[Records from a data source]
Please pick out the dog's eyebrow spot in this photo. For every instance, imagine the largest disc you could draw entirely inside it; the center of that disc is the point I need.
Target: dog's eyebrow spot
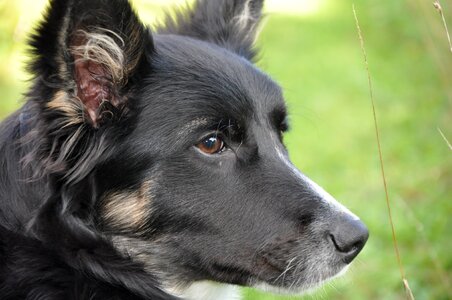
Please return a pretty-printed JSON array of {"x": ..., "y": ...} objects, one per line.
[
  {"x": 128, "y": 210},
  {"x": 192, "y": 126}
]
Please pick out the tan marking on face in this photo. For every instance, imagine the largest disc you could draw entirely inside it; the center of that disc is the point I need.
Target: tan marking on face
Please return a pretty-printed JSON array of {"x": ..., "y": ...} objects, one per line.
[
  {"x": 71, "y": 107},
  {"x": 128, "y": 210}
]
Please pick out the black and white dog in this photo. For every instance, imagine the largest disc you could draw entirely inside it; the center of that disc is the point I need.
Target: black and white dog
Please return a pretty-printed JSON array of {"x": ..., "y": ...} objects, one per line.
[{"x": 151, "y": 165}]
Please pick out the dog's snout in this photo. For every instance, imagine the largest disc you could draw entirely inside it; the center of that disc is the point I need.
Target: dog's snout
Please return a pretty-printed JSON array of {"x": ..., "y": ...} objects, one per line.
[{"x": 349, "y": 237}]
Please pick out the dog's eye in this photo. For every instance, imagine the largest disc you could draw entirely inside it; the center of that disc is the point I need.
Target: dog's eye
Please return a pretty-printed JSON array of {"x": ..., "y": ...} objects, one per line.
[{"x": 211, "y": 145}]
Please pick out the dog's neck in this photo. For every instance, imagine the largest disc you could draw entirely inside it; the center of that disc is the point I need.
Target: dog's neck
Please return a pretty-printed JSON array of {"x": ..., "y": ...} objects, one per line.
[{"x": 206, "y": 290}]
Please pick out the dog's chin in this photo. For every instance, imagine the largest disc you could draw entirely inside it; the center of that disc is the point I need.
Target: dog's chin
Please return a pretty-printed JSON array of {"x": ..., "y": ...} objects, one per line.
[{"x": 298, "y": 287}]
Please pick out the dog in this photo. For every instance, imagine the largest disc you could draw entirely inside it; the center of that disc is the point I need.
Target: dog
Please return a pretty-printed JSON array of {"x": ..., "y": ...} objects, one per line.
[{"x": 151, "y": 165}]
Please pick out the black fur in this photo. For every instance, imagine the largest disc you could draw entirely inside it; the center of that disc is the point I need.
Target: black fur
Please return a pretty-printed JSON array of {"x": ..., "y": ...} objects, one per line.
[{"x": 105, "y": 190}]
--
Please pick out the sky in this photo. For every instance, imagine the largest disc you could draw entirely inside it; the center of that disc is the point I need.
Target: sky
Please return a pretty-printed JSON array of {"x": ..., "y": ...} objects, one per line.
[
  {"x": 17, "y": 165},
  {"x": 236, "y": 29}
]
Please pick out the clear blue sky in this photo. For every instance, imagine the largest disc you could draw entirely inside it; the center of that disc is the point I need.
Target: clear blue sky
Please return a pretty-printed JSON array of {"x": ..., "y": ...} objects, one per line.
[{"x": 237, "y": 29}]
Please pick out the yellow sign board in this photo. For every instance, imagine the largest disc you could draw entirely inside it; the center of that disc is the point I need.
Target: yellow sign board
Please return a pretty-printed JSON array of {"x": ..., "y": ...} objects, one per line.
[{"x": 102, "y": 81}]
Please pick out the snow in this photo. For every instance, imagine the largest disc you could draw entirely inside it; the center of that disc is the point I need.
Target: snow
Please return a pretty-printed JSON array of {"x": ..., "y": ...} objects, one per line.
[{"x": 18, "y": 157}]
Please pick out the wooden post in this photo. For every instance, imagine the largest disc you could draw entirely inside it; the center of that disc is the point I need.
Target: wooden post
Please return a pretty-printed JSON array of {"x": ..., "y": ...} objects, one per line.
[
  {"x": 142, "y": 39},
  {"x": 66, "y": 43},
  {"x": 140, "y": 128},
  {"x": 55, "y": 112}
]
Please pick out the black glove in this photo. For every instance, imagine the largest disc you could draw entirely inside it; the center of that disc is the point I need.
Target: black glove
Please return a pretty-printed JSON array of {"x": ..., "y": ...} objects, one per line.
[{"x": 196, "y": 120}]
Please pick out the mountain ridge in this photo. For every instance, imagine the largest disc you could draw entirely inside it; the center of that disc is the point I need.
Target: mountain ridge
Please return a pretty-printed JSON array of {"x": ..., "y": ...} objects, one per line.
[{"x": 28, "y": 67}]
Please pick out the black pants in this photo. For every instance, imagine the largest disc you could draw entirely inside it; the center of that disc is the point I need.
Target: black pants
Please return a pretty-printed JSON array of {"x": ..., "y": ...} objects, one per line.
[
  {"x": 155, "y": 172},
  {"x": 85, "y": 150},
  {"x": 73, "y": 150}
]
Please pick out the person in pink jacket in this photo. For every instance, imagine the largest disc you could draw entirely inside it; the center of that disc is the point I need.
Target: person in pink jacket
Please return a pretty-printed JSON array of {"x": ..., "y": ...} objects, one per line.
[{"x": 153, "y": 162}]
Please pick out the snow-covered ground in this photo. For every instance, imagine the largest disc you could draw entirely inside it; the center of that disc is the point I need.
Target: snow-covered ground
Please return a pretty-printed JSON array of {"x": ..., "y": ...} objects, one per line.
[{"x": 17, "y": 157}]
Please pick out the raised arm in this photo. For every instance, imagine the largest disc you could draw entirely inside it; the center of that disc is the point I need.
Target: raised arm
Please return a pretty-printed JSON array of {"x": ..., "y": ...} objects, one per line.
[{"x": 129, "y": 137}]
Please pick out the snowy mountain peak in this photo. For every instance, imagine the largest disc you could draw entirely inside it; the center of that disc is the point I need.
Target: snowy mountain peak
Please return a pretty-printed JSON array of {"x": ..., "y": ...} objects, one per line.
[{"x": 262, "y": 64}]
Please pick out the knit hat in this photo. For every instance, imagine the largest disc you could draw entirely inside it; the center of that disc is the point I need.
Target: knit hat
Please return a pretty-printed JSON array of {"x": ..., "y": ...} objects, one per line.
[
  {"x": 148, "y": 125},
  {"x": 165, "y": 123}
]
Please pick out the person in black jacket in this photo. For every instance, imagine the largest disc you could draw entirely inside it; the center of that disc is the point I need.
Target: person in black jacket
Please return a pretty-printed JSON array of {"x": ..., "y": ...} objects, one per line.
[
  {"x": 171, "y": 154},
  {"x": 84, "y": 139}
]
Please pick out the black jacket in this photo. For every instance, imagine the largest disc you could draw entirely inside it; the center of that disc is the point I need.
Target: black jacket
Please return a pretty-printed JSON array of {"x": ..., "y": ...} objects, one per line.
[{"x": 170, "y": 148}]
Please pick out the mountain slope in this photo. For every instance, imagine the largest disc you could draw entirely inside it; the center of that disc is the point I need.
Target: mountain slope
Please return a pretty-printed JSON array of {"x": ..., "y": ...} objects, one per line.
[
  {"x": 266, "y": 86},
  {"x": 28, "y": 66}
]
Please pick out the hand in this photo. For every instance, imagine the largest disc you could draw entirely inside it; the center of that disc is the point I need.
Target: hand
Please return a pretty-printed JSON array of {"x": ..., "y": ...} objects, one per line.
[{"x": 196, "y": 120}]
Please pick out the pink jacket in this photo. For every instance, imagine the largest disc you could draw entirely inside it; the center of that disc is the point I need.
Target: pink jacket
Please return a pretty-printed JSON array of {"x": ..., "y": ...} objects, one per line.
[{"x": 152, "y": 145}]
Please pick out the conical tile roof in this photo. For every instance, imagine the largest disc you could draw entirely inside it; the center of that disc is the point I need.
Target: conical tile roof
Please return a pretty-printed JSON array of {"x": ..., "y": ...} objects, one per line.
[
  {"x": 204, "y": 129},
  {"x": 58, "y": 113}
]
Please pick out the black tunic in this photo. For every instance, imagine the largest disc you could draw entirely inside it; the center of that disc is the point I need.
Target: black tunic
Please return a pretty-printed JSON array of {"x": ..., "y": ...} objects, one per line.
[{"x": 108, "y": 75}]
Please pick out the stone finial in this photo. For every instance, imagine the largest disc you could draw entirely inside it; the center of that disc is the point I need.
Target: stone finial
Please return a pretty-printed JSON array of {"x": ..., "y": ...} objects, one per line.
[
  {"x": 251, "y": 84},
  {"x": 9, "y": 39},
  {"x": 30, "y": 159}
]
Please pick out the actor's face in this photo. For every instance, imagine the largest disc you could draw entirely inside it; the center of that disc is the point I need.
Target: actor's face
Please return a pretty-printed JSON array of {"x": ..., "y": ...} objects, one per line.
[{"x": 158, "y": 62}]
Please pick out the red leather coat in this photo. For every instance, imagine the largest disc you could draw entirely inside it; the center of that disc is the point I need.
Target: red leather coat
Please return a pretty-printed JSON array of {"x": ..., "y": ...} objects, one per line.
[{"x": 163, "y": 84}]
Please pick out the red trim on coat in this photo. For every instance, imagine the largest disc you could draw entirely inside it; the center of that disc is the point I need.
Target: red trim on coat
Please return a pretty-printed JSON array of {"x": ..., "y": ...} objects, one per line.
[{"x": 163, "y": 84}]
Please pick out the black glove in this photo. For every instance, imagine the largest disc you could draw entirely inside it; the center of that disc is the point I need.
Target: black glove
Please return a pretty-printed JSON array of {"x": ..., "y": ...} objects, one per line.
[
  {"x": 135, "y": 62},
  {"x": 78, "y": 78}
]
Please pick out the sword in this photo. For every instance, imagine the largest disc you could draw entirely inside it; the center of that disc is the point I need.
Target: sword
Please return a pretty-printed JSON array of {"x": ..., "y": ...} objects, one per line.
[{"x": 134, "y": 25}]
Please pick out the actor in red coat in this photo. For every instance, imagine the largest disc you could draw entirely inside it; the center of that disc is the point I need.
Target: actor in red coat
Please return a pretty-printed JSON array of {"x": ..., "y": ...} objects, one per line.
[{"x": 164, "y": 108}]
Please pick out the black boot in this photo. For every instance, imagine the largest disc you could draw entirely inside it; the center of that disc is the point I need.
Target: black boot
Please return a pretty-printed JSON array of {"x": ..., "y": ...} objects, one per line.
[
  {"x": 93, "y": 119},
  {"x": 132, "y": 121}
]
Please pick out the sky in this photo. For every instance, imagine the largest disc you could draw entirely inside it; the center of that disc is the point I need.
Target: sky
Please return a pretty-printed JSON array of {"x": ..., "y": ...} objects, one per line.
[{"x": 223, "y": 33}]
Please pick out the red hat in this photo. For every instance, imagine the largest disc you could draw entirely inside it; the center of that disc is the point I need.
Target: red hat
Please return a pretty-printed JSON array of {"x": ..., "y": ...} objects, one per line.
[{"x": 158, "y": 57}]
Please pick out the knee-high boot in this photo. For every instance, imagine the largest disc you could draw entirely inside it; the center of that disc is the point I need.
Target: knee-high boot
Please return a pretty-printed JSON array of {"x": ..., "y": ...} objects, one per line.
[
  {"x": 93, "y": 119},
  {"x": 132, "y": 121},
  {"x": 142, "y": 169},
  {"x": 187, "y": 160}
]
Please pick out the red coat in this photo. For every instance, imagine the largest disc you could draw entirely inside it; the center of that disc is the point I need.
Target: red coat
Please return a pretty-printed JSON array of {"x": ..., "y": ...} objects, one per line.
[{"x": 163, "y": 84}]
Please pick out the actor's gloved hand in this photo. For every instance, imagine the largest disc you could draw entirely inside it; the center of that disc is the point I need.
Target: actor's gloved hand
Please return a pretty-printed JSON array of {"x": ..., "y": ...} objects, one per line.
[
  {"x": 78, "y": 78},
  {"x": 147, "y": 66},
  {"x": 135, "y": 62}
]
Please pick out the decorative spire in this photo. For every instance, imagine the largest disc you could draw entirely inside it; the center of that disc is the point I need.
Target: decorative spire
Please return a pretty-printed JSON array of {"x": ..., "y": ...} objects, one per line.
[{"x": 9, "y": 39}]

▸ Exercise description:
In the lines above, find the word "snowy" and copy every line it occurs in.

▸ Result for this task:
Please pick out the snowy mountain peak in this photo. For every instance, imagine the largest disc you could draw entirely inside it; the center of that disc is the point I need.
Target: snowy mountain peak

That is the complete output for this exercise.